Work request 1 :: In the interview about the voice technology master, what do students build in addition to writing a thesis?
Work request 2 :: According to the interview about the voice technology master, why does the programme team up students from different backgrounds? Answer in one to three sentences.
Work request 3 :: In the interview about the voice technology master, take the passage starting with "What is the" and going on through "we perceive it?", and rewrite it with "social sciences" swapped for "humanities".

Extract to read ::
+---+

5 questions about the new voice technology master
Where did the idea for this new master programme come from?
‘Voice tech is a huge industry right now. All major tech companies use it and develop it, but there’s not much going on in the Netherlands, or in Europe for that matter. It’s also very much based on the market value of products, instead of the societal value.
We wanted to balance two things: do socially valuable research with voice tech and develop it in this way, and also create a master programme where we not only produce scholars, but people who leave with some experience in the industry.’
What does the programme entail?
‘It’s an interdisciplinary approach where students don’t just write a thesis, but also build a demo which shows the kind of work they’ve been doing. An example of what we’re working on right now is recognising disease from speech, like some doctors can. When they hear the voice of a patient they can recognise with some degree of reliability whether a patient has, for example, Parkinson’s disease.’
It sounds like the programme is more inclined towards technical students.
‘You’re right, the first students you think of are computer science students or from artificial intelligence. But it’s actually much broader than that. To get back to the example of recognising disease from speech, it’s really not about machine learning. It’s actually about perception.
What is the cue in the signal that the doctors recognise? Recognition is of course also psychological. You need a team of people from different backgrounds to be able to truly push this project further.’
Is this also the goal of the master programme?
‘In a way, yes. Some of the courses are really technical, like programming and machine learning, there’s no way around it. But others are much more about the social sciences, about language and sound perception, for example. What is sound, what is language? How do we measure it? How do we perceive it?
By teaming up students from different backgrounds and making them work together, each background has its own expertise in a different class, and they’ll be able to help each other and learn how to communicate with one another.

+---+

Given information ::
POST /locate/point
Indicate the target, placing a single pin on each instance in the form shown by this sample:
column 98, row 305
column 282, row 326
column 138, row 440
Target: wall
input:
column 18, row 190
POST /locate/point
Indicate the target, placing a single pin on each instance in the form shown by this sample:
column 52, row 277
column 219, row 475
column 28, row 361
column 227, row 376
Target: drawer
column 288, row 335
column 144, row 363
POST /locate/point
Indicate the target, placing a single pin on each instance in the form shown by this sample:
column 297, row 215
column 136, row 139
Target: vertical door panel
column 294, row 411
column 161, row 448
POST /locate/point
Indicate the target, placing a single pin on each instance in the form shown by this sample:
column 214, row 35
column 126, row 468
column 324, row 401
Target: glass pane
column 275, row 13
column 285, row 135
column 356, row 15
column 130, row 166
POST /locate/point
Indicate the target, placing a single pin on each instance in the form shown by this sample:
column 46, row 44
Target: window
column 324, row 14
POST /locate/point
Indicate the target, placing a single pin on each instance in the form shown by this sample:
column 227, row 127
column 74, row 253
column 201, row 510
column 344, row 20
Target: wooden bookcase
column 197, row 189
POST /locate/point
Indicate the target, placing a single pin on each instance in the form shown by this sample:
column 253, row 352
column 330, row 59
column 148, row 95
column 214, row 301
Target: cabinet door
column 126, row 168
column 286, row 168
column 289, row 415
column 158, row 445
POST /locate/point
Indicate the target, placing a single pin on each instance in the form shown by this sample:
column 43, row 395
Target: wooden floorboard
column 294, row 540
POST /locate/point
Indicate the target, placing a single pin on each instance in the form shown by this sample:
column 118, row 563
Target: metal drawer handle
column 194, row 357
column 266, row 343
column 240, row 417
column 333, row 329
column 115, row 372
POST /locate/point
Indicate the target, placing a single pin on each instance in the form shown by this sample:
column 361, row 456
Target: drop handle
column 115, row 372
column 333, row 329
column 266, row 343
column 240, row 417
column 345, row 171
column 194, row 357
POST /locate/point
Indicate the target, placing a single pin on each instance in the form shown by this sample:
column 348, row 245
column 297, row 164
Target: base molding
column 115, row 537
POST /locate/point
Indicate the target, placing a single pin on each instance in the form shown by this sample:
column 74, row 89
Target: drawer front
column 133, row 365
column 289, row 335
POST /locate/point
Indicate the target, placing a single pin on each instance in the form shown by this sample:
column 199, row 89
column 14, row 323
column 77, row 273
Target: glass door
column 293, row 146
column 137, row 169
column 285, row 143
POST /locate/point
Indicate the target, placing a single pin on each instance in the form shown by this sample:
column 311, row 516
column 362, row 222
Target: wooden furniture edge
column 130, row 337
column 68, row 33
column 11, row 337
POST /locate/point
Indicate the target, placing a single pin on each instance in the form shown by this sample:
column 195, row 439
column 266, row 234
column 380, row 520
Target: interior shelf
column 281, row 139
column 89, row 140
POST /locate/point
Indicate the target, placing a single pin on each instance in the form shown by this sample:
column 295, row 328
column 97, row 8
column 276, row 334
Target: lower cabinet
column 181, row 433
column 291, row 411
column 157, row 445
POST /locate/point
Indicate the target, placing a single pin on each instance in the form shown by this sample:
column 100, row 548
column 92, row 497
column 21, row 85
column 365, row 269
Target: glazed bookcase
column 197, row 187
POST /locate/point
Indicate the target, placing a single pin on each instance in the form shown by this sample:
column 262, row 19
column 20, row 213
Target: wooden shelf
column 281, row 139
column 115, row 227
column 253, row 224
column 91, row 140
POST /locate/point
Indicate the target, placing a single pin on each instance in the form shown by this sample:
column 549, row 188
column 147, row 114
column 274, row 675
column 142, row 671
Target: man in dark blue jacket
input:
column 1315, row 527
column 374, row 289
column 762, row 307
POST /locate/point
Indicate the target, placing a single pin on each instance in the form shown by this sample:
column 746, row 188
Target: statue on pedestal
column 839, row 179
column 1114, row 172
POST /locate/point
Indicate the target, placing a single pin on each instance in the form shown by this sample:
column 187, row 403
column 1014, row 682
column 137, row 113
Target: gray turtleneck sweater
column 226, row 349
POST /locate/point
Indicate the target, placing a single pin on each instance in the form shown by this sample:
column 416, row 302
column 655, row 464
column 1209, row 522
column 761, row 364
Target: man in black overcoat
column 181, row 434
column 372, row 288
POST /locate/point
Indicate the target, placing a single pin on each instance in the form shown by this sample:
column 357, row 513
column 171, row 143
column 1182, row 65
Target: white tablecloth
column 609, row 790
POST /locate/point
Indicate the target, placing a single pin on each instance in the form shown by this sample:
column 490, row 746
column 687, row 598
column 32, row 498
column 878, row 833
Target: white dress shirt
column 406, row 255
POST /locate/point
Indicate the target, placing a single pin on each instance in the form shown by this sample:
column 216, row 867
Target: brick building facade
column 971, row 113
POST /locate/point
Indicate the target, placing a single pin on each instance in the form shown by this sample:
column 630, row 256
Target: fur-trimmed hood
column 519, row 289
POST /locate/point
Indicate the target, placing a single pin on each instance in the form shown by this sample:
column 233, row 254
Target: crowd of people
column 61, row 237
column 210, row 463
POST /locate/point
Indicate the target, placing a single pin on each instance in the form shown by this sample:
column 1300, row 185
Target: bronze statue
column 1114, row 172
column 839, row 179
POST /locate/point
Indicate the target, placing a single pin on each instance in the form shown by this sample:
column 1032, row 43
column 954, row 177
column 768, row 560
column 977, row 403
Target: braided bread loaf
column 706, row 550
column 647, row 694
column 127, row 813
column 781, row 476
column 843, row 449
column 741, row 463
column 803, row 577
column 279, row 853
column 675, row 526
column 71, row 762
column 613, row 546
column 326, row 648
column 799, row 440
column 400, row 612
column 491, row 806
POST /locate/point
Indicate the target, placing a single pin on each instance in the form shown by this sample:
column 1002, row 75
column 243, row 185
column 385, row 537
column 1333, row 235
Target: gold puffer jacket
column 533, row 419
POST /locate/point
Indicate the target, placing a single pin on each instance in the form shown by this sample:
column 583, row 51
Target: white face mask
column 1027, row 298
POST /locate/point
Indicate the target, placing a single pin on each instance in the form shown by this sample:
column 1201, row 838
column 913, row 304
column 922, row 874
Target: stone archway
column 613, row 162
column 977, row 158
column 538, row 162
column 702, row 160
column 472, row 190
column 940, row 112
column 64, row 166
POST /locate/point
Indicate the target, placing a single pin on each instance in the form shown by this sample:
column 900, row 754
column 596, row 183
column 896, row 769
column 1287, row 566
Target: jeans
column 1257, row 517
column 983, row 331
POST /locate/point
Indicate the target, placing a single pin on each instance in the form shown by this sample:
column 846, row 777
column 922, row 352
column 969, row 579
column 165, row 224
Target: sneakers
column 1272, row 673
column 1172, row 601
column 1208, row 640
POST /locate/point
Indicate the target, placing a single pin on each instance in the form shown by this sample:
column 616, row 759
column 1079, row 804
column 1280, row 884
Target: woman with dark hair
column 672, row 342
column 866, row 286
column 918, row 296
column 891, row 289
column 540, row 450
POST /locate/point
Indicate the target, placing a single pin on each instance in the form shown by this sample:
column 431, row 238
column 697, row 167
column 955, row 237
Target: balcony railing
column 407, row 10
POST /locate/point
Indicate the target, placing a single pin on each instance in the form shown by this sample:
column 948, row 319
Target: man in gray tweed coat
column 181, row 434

+---+

Result 1 :: They build a demo that shows the kind of work they have been doing.

Result 2 :: Each background brings its own expertise to a different class, so the students can help each other. Working together also teaches them how to communicate with one another.

Result 3 ::
What is the cue in the signal that the doctors recognise? Recognition is of course also psychological. You need a team of people from different backgrounds to be able to truly push this project further.’
Is this also the goal of the master programme?
‘In a way, yes. Some of the courses are really technical, like programming and machine learning, there’s no way around it. But others are much more about the humanities, about language and sound perception, for example. What is sound, what is language? How do we measure it? How do we perceive it?